begin Text shown

The arrival of Democracy took the country by surprise. Though  political alliances had existed long before that point, including the two most powerful, the Nepali Congress and the United Left Front (with its various communist factions), who ultimately brokered terms of the new democracy with the king, the leaders had not planned well for the actual moment of realization. Subsequently, during negotiations, the king managed a few political end-runs, such as retaining the designation of the country as a “Hindu kingdom” (though now without a capital “K”), also formally identified by the seemingly contradictory epithet, “constitutional monarchy.” Far more important, though, was his continued position in control of the army. Additionally, the political parties failed to follow through on initial plans to hold to task those responsible for the worst social injustices during the Panchayat era. The Mallick Commission, created to address such abuses, fell by the wayside, and many of its potential targets were welcomed back into government without censure. This set a tone of impunity which was to continue to plague the country with corruption and pillaging of government coffers through the many power changes to come. And come they did. Over the decade and a half since the monarchy has “ceded” power, it has been rare for governments to last much longer than half a year. In a wacky, continuous reshuffling of governments and alliances, the Nepali Congress and the CPN-UML (Communist Party of Nepal - United Marxist-Leninist, which, in its efforts to join the melee, quickly became a social democratic party in all but name), have each brokered deals and shared power with factions of the RPP (Rastriya Prajatantra Party), the minimally reformed party of the old Panchayat leaders. Blame has been passed back and forth for inability to balance the budget, failure to quell the Maoist insurgency (see below), and plain old-fashioned graft and corruption.

end Text shown
begin Raw data

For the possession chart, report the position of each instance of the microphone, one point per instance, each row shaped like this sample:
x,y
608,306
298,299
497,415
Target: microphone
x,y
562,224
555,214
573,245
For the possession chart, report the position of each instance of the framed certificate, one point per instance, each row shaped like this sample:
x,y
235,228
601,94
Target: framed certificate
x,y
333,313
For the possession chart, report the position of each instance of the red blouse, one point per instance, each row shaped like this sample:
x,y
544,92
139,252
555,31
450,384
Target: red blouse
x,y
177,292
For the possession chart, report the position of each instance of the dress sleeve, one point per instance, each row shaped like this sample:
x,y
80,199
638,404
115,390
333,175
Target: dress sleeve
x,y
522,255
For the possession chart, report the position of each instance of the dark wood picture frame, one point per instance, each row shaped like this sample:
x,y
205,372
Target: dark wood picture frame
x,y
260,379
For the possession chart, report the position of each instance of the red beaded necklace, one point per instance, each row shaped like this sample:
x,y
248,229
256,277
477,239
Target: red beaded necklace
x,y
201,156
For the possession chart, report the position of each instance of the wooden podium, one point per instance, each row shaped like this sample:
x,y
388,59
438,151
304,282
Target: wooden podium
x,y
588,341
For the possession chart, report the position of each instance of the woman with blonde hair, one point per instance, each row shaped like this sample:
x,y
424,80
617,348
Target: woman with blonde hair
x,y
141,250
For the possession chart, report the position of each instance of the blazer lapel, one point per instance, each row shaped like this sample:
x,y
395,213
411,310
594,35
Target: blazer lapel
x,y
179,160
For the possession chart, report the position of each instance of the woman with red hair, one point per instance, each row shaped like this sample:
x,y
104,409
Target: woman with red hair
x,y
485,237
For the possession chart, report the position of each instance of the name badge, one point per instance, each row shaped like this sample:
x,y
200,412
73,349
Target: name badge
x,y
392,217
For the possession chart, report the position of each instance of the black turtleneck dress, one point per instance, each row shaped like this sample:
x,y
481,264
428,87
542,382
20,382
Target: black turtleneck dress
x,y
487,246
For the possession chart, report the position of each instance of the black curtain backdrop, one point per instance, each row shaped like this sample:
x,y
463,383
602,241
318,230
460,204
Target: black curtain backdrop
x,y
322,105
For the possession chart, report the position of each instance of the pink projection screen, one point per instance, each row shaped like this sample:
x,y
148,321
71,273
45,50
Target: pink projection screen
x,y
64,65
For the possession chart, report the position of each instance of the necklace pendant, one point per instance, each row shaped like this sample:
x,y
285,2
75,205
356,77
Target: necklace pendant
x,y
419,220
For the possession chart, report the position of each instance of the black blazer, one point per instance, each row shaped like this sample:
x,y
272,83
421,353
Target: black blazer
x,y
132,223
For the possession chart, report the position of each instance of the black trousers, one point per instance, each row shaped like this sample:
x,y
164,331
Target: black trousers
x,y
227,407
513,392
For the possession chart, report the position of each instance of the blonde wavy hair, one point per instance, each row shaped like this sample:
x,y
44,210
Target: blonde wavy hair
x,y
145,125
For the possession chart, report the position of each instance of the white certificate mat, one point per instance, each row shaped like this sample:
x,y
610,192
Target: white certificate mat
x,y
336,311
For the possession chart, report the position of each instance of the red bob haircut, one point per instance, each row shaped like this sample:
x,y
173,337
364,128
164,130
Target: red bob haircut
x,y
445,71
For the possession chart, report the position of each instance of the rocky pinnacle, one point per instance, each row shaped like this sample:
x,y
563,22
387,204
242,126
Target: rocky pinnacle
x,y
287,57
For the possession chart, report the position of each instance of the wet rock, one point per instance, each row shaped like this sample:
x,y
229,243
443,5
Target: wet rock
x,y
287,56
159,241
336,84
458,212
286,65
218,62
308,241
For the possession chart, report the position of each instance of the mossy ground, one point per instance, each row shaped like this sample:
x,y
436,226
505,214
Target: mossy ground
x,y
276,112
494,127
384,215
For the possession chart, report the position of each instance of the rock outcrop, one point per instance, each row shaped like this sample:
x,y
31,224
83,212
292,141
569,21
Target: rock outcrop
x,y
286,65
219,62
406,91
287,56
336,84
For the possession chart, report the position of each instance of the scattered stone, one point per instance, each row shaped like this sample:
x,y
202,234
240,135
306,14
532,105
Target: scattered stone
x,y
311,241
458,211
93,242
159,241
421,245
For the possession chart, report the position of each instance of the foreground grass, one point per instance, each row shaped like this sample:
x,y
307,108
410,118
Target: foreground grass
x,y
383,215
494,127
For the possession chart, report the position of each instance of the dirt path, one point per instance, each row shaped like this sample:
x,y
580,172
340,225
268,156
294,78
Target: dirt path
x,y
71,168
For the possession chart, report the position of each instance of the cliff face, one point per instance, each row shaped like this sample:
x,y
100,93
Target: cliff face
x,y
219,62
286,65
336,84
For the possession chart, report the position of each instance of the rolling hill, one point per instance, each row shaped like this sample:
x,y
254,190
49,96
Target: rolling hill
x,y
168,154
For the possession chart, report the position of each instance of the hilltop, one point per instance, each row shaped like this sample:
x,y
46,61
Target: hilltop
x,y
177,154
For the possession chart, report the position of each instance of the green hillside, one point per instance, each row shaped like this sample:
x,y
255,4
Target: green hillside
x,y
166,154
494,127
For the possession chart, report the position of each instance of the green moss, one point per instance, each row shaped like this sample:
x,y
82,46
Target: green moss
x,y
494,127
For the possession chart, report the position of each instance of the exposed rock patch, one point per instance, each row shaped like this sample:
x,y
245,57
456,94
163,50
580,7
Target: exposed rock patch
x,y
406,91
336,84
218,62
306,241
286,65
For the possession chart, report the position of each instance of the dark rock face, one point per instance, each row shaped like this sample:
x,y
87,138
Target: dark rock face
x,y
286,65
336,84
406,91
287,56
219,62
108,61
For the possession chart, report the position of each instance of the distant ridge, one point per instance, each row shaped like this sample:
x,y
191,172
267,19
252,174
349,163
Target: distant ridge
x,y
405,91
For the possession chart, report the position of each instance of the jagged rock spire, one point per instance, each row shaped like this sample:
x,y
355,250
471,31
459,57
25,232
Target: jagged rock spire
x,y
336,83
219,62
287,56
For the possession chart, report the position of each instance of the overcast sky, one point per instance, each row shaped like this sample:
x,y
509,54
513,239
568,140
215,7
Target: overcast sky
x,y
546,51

end Raw data

__To be done__.
1: Using the passage on Nepal's transition to democracy, decide whether each statement agrees with it: (a) the king kept control of the army; (b) the Mallick Commission succeeded in holding Panchayat-era officials to account; (c) governments have often lasted well beyond half a year. Answer yes or no for each, quoting the deciding words.
2: Extend the passage on Nepal's transition to democracy, beginning after its final sentence.
The entries were taken from a separate source.

__Answer set__.
1:
(a) Yes: "Far more important, though, was his continued position in control of the army."
(b) No: "The Mallick Commission, created to address such abuses, fell by the wayside, and many of its potential targets were welcomed back into government without censure."
(c) No: "it has been rare for governments to last much longer than half a year."

2:
 

Chapter 4: The Monarchy, Past to Present toward an Uncertain Future

The monarchy in Nepal is a complex institution fraught with contradictions, particularly since the advent of democracy. Although the Nepali people have clearly indicated their preference for a democratic form of governance, there remain strong ties to the king as a cultural and spiritual leader. As an incarnation of Vishnu, one of the most powerful in the pantheon of Hindu gods, the king and his direct heir to the throne are felt to be above the laws of regular society (thus, Parras, famed bad-boy and most recent crown prince, was effectively immune to being tried for at least one murder he was widely believed to have committed before ascent to the crown-princehood). Among his most important duties, the king is expected to lead major religious ceremonies, bless people and public institutions, participate in international diplomacy, and play the role of cultural father figure to the Nepali people.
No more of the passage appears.